# UKBFF SOUTH COAST 2009



## MXMAD (Oct 11, 2007)

The UKBFF SOUTH COAST 2009 will take place on 26th April at Portsmouth Guildhall. This years guest star will be Toney Freeman Who Just Placed 5th In The Olympia

I wanted to go to the 2008 one but never got there

Is anyone from UK Muscle competing next year?


----------



## Guest (Nov 4, 2008)

I plan to do this one in the classics...went to the show last year and it was a great show!


----------



## Tinytom (Sep 16, 2005)

I am going.

Also prepping 2 guys for it


----------



## Golden Man (Sep 10, 2005)

Waheed_Akhtar said:


> I plan to do this one in the classics...went to the show last year and it was a great show!


We might be on stage together depnding on money and diet


----------



## DB (Oct 31, 2003)

I'll be there.. day before my Birthday so feel free to bring treats for me!

always a great show


----------



## Guest (Nov 5, 2008)

Golden Man said:


> We might be on stage together depnding on money and diet


Sounds good, will be cool if you do as it would be nice to be able to chat to somebody in the run up to it, share advice etc :thumbup1:


----------



## MXMAD (Oct 11, 2007)

Kool 

Il be there to, not competing but just to watch the show :thumbup1:


----------



## Magic Torch (May 30, 2005)

I'll be there checkin out the competition!! lol


----------



## MissBC (Apr 29, 2008)

i will prob be there, checking it all out and prob scaring myself ****less watching and thinking about May!! hahahahaha


----------



## clarkey (Feb 11, 2007)

## LISTED RECORDS
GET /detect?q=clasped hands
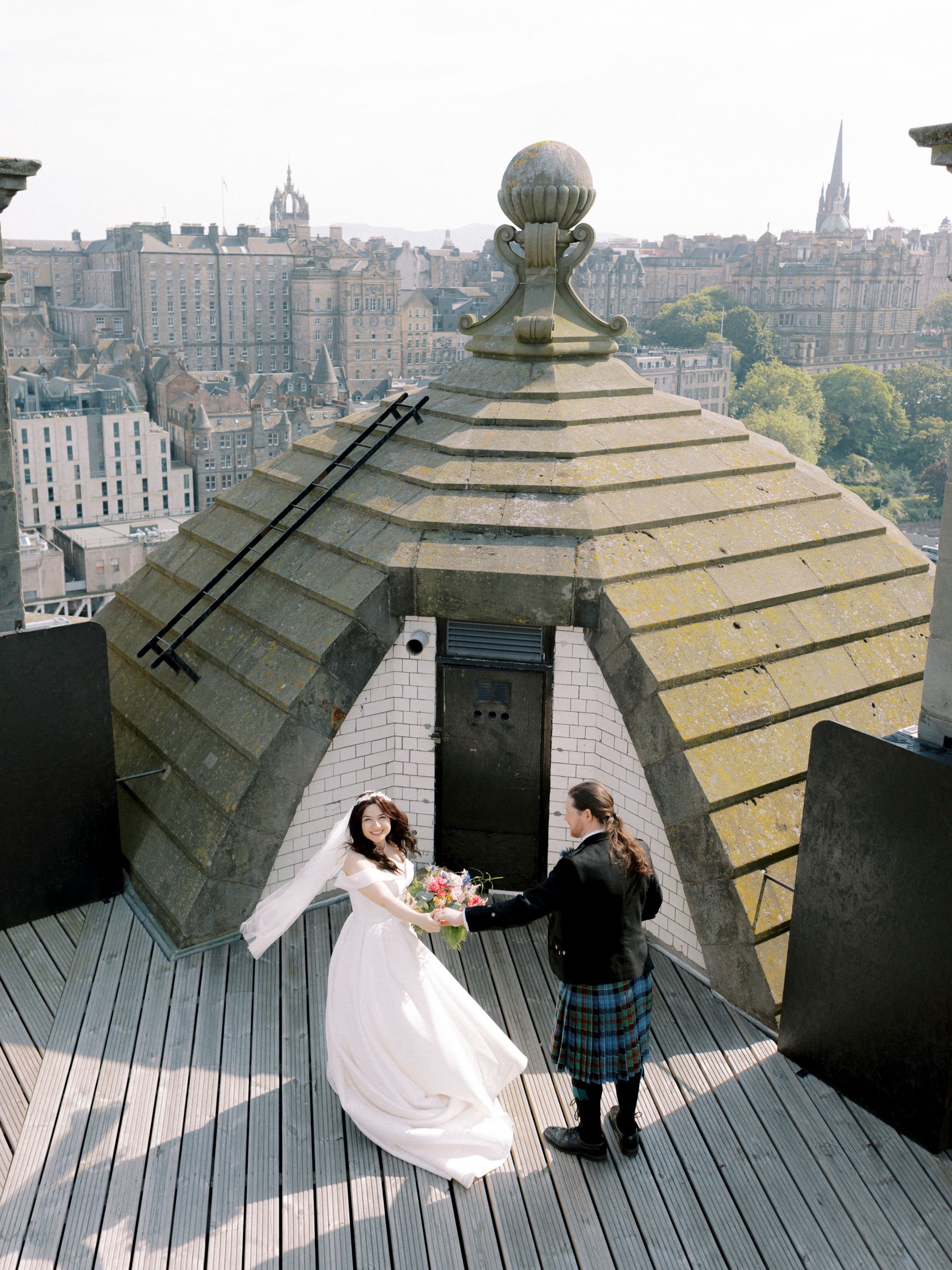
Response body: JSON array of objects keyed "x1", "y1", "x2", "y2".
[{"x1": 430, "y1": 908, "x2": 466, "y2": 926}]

* * *

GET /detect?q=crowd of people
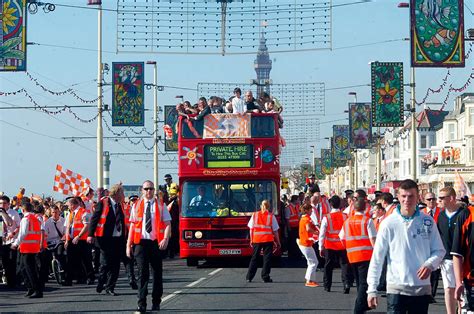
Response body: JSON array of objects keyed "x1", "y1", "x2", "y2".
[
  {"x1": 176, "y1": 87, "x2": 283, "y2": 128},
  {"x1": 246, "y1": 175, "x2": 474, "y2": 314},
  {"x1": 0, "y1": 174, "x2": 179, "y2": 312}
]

## ACTIVITY
From the forum thread about the UKBFF South Coast 2009, list every username whose post heading shows a date earlier than 2006, along with that date.

## EXERCISE OUTPUT
- Tinytom (Sep 16, 2005)
- Golden Man (Sep 10, 2005)
- DB (Oct 31, 2003)
- Magic Torch (May 30, 2005)